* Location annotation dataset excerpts
• • • • •

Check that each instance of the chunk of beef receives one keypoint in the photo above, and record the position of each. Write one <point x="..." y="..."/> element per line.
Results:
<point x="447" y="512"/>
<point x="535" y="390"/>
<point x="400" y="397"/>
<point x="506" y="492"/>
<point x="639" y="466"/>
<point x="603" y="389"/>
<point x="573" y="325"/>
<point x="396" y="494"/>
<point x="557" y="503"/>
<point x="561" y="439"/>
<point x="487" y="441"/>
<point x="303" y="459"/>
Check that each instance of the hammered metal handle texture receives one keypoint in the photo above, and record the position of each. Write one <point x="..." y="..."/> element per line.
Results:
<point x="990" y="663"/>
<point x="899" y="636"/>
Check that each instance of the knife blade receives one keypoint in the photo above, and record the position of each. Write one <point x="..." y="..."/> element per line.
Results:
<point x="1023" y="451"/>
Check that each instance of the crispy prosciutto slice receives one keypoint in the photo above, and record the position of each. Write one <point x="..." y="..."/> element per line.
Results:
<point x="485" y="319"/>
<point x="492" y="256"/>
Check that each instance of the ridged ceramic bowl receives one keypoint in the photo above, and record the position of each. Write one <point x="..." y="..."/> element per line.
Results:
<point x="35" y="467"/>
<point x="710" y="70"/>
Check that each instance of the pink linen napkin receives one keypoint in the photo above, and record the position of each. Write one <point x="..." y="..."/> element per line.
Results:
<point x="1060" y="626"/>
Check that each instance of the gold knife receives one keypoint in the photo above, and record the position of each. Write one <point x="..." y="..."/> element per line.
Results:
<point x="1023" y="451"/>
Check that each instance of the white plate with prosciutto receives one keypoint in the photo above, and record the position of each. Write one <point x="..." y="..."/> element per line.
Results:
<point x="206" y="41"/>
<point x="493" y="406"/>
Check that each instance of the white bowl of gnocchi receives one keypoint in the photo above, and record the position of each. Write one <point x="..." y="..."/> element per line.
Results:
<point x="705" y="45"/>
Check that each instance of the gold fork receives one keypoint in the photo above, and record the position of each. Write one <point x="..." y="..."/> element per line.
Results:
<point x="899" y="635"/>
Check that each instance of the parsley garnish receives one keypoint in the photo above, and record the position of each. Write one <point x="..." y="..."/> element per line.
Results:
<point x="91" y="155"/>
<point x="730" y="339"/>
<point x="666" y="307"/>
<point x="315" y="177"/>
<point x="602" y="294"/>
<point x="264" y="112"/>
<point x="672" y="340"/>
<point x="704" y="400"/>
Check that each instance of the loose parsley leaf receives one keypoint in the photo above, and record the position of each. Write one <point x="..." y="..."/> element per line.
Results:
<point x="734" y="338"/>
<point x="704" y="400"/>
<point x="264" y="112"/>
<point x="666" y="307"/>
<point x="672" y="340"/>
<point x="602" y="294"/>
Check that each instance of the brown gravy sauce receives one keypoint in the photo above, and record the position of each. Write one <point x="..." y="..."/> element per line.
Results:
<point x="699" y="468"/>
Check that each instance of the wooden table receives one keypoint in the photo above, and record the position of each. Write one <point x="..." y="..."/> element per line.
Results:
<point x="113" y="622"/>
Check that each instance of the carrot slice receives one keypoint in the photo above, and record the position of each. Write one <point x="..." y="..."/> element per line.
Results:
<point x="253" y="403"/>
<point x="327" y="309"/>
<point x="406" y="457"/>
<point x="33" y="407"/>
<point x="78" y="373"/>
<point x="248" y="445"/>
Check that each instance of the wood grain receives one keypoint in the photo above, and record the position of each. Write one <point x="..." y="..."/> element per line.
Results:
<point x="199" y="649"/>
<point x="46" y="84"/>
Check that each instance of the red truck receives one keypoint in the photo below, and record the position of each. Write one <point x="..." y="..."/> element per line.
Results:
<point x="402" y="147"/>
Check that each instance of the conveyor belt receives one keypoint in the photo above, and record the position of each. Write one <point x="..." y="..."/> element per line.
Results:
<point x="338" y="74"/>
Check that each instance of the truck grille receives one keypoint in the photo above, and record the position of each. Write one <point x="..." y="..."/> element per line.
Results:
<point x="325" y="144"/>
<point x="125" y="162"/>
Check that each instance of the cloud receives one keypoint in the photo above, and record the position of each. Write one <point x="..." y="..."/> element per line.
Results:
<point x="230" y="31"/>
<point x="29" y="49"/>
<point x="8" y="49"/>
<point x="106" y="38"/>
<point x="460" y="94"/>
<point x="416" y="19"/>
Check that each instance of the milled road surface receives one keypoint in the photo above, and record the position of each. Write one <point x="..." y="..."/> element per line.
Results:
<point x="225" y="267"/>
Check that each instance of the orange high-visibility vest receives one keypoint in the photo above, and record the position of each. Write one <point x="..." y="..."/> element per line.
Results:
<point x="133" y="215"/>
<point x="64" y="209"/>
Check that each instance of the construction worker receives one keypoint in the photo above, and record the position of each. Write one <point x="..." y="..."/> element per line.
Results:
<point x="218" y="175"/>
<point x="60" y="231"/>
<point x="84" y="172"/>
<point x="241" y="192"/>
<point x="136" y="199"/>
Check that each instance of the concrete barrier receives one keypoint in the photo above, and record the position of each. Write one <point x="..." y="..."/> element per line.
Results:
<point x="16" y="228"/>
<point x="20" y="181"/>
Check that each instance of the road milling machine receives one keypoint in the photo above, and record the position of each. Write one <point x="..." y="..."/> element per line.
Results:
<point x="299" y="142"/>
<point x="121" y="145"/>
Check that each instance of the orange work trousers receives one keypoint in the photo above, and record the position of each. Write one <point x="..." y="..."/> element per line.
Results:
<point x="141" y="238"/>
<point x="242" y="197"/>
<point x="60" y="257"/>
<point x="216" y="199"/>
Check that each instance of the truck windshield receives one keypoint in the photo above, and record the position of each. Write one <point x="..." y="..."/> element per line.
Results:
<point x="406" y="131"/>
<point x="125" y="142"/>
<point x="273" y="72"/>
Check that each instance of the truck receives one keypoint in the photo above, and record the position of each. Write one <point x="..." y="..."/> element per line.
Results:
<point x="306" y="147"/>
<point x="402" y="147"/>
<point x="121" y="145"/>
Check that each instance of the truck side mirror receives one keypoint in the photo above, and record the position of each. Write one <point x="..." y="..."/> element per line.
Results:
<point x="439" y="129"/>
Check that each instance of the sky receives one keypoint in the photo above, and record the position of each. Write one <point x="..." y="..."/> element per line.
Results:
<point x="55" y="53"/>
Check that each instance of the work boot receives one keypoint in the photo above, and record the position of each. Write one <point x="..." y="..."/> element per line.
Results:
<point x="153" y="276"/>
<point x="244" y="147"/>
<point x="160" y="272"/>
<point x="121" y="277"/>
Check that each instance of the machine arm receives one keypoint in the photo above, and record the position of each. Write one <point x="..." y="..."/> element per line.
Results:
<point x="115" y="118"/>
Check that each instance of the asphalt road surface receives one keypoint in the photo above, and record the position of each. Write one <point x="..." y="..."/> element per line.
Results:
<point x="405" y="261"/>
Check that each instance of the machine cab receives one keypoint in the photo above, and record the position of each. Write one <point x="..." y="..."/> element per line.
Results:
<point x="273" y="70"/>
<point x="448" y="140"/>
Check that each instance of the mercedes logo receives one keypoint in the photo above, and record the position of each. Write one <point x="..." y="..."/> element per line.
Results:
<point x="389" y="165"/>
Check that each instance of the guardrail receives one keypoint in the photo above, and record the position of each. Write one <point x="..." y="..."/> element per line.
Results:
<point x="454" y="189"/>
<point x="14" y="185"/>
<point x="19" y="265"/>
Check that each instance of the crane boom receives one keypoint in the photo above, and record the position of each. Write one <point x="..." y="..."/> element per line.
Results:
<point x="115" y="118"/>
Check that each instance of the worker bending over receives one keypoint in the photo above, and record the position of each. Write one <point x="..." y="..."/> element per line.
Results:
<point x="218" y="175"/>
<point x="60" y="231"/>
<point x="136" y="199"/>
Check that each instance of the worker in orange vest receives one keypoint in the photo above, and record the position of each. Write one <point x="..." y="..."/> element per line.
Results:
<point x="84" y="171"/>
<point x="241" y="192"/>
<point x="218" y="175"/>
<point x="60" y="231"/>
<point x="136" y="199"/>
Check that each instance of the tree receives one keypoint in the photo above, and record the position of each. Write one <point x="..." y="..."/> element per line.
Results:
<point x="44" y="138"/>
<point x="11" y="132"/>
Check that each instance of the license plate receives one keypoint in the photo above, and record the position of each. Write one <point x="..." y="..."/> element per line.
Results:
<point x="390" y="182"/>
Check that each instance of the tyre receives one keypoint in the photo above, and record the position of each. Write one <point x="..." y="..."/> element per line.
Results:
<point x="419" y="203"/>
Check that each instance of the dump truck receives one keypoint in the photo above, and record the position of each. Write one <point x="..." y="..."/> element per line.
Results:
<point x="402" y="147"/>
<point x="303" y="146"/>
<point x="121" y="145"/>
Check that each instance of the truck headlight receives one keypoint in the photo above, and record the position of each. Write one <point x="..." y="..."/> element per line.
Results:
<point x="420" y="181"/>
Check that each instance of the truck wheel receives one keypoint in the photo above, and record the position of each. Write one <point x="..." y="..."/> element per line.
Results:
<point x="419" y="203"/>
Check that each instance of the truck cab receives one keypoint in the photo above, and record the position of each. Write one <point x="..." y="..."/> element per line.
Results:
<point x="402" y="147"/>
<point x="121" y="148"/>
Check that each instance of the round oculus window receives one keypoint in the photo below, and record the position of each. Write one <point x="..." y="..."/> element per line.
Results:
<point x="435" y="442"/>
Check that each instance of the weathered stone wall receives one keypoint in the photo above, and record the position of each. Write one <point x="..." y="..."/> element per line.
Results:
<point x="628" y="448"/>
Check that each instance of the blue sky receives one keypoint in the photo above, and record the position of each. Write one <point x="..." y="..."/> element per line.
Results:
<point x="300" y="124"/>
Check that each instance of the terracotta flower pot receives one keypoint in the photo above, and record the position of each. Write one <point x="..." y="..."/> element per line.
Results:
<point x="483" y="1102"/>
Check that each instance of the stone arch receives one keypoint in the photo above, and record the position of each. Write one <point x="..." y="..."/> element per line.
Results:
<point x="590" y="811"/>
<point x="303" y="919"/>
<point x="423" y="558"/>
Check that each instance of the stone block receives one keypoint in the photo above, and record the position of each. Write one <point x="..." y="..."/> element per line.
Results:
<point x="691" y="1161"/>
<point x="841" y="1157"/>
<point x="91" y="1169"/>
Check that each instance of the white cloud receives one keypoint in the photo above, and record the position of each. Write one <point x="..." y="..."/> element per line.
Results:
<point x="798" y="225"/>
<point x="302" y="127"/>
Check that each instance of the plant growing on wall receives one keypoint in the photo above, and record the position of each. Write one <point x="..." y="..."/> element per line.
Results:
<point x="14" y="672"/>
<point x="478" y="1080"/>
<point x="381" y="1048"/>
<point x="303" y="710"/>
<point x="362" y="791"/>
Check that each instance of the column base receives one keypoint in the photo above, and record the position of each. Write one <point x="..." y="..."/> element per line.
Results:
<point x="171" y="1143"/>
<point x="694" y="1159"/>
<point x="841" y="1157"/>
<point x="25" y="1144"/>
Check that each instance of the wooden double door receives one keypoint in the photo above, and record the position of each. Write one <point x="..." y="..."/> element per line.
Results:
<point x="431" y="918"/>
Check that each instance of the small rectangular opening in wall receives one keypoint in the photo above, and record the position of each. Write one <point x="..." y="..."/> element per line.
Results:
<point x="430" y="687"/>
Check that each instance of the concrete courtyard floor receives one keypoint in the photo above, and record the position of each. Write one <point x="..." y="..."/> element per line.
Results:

• • • • •

* Exercise objective
Rewrite the listing from the line containing "Check that each instance of the column" through the end of the listing, inclusive, swapping "Results" for "Output" and changing nothing else.

* Exercise answer
Check that each instance of the column base receives one keypoint in the photo above, and record the position of each. Write one <point x="..." y="..."/> element per line.
Output:
<point x="171" y="1143"/>
<point x="694" y="1159"/>
<point x="841" y="1157"/>
<point x="25" y="1144"/>
Check that each instance of the wooden double door receives one keypoint in the photo above, and record the position of each. Write one <point x="..." y="..."/> element per line.
Output:
<point x="431" y="918"/>
Check that each instance of the small rectangular opening in wall receives one keypoint in the photo above, and record the position of each. Write one <point x="..." y="..."/> element per line.
Output:
<point x="430" y="687"/>
Check that each instance of the concrete courtyard floor receives one keypoint in the photo above, and record the position of each. Write one <point x="..." y="..."/> element per line.
Output:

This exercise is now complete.